## TASK OBJECTIVE:
Reproduce the rows verbatim, beginning with the first line and ending after the line that contains "box: [698, 111, 721, 127]".

[Rows drawn from a collection]
■ ■ ■ ■
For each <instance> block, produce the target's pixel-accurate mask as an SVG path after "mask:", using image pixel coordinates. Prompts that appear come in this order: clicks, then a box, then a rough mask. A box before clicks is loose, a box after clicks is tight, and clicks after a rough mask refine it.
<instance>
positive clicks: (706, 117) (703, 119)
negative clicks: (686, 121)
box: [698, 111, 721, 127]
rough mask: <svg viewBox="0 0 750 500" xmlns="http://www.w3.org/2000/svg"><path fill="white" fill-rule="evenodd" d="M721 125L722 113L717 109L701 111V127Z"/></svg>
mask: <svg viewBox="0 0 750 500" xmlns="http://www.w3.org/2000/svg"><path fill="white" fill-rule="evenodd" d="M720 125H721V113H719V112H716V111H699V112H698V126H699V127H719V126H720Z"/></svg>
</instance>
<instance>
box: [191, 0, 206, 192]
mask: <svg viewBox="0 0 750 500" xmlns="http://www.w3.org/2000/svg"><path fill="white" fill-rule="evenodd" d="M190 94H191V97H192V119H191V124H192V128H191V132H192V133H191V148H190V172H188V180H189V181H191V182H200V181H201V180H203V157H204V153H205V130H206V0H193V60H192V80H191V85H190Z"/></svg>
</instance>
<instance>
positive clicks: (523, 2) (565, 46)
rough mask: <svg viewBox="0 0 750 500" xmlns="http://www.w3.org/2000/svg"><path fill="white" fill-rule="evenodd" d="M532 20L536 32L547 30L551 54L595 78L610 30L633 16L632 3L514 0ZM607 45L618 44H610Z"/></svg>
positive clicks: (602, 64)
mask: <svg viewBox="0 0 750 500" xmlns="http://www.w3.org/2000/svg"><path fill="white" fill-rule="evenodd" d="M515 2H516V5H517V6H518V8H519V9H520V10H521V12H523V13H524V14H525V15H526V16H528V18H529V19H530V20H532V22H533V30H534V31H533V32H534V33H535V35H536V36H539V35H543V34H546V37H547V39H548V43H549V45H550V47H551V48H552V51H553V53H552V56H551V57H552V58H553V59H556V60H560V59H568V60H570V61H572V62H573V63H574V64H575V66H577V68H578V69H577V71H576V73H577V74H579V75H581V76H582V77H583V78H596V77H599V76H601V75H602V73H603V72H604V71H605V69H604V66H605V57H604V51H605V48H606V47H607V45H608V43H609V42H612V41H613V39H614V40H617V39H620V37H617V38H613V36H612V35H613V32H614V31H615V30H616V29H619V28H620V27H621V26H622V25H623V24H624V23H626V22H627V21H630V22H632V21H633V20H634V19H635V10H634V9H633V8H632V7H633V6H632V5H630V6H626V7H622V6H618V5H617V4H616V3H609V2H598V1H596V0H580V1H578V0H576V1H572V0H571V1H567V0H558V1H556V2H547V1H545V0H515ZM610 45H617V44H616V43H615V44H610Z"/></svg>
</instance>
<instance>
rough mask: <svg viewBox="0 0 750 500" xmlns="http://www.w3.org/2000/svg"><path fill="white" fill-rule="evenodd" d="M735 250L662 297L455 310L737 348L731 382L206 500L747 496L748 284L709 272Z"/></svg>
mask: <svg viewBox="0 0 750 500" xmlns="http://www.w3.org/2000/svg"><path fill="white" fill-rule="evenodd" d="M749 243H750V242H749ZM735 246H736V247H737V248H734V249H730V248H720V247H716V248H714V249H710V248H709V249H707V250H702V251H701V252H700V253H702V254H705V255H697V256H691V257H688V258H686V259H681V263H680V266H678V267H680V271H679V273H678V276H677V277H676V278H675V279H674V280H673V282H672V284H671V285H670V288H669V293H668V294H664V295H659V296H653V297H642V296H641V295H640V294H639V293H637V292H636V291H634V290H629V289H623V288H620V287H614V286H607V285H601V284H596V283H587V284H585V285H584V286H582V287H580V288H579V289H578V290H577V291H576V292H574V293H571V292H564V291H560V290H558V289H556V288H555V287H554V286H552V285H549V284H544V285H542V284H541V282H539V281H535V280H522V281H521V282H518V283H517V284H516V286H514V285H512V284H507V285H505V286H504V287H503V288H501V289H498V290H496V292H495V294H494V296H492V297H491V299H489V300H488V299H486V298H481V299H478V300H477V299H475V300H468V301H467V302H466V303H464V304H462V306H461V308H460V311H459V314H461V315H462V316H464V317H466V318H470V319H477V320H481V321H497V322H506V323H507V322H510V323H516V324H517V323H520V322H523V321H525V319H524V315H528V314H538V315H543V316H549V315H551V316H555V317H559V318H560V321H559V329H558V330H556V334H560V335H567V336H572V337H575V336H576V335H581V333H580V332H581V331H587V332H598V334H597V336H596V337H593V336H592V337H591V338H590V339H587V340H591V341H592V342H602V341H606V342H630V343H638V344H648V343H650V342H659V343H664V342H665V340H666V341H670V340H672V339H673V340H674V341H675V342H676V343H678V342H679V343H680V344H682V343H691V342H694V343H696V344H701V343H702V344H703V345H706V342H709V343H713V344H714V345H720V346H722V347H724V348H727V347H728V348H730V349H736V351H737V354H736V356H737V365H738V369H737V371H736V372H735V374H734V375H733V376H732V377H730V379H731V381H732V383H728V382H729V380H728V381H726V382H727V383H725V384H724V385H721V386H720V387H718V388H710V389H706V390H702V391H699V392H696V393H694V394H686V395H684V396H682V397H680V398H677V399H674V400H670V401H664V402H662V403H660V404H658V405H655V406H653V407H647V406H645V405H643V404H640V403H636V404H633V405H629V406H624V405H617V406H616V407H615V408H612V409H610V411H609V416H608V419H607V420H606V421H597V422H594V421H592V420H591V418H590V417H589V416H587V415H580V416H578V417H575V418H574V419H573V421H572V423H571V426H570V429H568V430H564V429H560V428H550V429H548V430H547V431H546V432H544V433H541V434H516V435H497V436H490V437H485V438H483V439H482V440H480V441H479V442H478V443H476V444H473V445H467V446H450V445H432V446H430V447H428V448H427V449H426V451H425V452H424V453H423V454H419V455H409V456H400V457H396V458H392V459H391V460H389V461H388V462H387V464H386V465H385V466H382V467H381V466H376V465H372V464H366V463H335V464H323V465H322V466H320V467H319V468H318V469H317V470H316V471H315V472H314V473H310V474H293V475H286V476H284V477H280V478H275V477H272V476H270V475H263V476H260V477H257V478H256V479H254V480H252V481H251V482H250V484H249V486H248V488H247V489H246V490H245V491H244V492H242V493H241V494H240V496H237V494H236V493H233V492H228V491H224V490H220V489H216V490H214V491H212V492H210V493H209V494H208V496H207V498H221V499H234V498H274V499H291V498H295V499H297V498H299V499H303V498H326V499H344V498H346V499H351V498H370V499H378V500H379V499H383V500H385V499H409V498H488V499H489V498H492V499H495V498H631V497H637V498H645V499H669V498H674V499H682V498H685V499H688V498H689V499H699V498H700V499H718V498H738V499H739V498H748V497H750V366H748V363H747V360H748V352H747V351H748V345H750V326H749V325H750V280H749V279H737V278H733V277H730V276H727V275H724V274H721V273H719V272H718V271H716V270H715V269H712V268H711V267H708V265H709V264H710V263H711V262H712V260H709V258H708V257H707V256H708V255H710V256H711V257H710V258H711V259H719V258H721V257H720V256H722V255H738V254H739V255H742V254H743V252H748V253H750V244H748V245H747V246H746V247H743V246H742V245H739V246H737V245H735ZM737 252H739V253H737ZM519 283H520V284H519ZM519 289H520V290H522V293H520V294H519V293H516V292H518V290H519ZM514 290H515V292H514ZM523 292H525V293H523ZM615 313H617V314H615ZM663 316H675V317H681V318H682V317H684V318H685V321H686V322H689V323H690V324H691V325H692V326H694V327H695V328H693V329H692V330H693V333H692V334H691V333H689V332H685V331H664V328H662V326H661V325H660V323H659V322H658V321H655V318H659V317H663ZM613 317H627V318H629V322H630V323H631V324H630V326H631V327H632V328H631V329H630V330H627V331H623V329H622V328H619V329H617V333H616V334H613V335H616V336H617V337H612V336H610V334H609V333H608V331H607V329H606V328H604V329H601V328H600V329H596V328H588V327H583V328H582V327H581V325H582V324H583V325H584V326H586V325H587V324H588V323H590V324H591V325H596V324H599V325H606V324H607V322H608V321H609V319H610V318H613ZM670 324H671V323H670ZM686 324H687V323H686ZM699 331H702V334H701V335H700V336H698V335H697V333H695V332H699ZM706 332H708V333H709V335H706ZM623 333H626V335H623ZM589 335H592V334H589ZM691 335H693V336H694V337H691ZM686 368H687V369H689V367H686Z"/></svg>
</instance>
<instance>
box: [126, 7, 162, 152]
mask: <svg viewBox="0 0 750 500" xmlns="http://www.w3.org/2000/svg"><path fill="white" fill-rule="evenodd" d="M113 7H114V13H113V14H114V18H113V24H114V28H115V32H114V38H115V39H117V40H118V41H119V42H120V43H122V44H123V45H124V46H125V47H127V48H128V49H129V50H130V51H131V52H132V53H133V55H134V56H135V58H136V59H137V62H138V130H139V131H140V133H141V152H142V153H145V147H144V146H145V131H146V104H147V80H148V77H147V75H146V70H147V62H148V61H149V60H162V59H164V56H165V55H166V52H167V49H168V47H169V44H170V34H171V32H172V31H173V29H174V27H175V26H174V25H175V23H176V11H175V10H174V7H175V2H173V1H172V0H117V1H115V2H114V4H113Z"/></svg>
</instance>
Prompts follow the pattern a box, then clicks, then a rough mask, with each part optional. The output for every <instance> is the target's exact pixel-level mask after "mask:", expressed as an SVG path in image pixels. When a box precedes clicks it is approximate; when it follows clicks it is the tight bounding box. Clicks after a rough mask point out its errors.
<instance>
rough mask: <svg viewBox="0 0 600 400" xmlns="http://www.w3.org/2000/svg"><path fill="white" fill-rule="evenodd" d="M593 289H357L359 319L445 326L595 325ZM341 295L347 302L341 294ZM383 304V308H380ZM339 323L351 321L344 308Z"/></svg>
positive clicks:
■ ■ ■ ■
## OUTPUT OF THE TASK:
For each <instance> block, produce the target's pixel-accurate mask as an SVG path after "mask:", using image pixel coordinates. Prompts that appear come in this order: clicks, then a box, then a rough mask. A box before clicks is loose, a box after clicks is tight, and clicks after a rough mask refine it.
<instance>
positive clicks: (706, 117) (703, 119)
negative clicks: (686, 121)
box: [698, 111, 721, 127]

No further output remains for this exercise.